◆ PROBLEM REQUIREMENTS: Copy the material from the line containing "[point] bus passenger" through the end of the material, adding 67 to every coordinate in the answers and leaving all other numbers unchanged. Omit the pictures.

(Point annotation records)
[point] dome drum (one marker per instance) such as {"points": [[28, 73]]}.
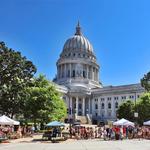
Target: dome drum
{"points": [[77, 61]]}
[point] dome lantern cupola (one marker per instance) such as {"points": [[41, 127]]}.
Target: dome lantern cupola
{"points": [[78, 29]]}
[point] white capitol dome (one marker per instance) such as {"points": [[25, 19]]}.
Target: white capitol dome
{"points": [[78, 42]]}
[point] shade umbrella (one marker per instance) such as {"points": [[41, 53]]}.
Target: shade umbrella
{"points": [[123, 122], [147, 123], [4, 120], [55, 124]]}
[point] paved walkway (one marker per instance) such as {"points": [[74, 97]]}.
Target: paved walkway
{"points": [[96, 144]]}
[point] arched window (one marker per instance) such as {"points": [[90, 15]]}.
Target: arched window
{"points": [[96, 106], [68, 74], [116, 105], [109, 105], [84, 76], [102, 106], [73, 73]]}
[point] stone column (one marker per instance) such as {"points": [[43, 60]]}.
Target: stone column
{"points": [[83, 107], [71, 105], [70, 70], [105, 108], [89, 106], [113, 108], [60, 71], [65, 71], [77, 102], [92, 73], [87, 71]]}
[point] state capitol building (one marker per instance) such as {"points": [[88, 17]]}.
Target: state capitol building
{"points": [[78, 80]]}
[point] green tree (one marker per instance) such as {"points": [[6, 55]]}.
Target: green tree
{"points": [[143, 108], [126, 110], [145, 81], [15, 75], [44, 102]]}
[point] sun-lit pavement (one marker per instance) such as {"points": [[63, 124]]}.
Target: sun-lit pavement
{"points": [[78, 145]]}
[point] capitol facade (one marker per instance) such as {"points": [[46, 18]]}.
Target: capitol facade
{"points": [[78, 80]]}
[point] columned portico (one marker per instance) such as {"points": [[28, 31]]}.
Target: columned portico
{"points": [[83, 107], [77, 104]]}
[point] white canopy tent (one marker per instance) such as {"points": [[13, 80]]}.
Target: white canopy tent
{"points": [[123, 122], [4, 120], [147, 123]]}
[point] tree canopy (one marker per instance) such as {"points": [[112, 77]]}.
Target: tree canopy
{"points": [[44, 102], [126, 110], [16, 73]]}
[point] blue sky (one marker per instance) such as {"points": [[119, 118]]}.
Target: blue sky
{"points": [[119, 31]]}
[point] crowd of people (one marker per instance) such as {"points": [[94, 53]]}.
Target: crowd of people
{"points": [[13, 132], [110, 133]]}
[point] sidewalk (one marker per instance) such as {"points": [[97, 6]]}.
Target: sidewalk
{"points": [[26, 139]]}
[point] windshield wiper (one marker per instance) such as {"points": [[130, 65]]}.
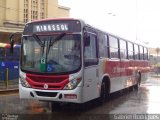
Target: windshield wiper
{"points": [[57, 38], [51, 42], [38, 40]]}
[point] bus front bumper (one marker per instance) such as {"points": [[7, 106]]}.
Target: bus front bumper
{"points": [[73, 96]]}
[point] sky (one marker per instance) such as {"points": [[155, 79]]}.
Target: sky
{"points": [[135, 20]]}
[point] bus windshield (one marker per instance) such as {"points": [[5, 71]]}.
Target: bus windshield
{"points": [[59, 53]]}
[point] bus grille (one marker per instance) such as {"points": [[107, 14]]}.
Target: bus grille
{"points": [[46, 94], [56, 82]]}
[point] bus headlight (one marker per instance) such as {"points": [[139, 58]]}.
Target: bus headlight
{"points": [[24, 83], [72, 84]]}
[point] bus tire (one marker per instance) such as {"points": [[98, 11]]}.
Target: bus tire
{"points": [[138, 82], [55, 106]]}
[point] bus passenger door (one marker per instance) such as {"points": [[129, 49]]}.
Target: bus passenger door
{"points": [[90, 67]]}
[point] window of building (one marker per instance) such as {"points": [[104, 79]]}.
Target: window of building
{"points": [[123, 49], [136, 52]]}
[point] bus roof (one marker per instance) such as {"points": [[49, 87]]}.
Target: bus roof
{"points": [[50, 19]]}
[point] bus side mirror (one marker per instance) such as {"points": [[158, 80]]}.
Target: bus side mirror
{"points": [[86, 40], [11, 43], [14, 37]]}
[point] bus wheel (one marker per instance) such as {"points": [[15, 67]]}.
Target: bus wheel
{"points": [[103, 93], [138, 82], [55, 106]]}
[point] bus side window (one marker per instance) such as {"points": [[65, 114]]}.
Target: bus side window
{"points": [[90, 50], [113, 43], [130, 50], [141, 52], [103, 45], [136, 52], [145, 54], [2, 54]]}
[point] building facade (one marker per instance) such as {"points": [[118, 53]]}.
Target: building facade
{"points": [[15, 13]]}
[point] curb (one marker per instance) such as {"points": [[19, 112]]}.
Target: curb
{"points": [[9, 91]]}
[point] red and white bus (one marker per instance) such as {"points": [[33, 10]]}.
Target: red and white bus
{"points": [[67, 60]]}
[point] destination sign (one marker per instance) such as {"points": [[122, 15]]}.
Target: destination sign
{"points": [[50, 27]]}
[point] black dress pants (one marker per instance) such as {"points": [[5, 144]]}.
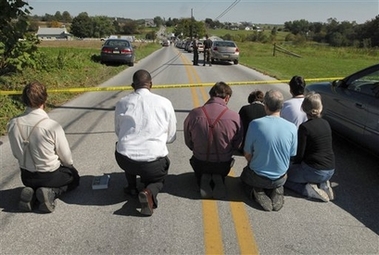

◆ RESPONSE:
[point] bus passenger door (one marker per instance) such as {"points": [[129, 49]]}.
Target: bus passenger door
{"points": [[157, 134]]}
[point] window of building (one marker per instance) such as {"points": [[104, 79]]}.
Target: window of building
{"points": [[190, 116], [203, 119]]}
[point] bus roof (one marker per instance) such as {"points": [[49, 87]]}.
Target: bus roof
{"points": [[117, 86]]}
[point] bus side mirror (one marker per instance) such as {"points": [[158, 80]]}.
Target: bus side mirror
{"points": [[153, 107], [78, 110], [81, 104]]}
[point] bus wheel (one marker per instance) such as {"points": [[15, 67]]}.
Target: bus wheel
{"points": [[170, 160], [205, 149], [122, 173]]}
[point] bus side window (one marker per instance) such as {"points": [[65, 114]]}.
Target: bus side window
{"points": [[157, 117], [180, 110], [197, 117], [208, 119], [170, 112], [203, 119], [212, 121], [69, 121]]}
[point] building facade (one marker per instance) such as {"points": [[118, 53]]}.
Target: building facade
{"points": [[82, 80]]}
[point] curb (one marker per instance) such as {"points": [[19, 112]]}.
Target: curb
{"points": [[76, 158]]}
[point] red and white bus (one marker per instance) such as {"points": [[33, 10]]}.
Target: red and white bus
{"points": [[134, 127]]}
[point] destination sign (one marker per instance) such as {"points": [[122, 15]]}.
Target: destination sign
{"points": [[117, 94]]}
[point] black dress pants (one marker per instance) such as {"points": [[5, 144]]}.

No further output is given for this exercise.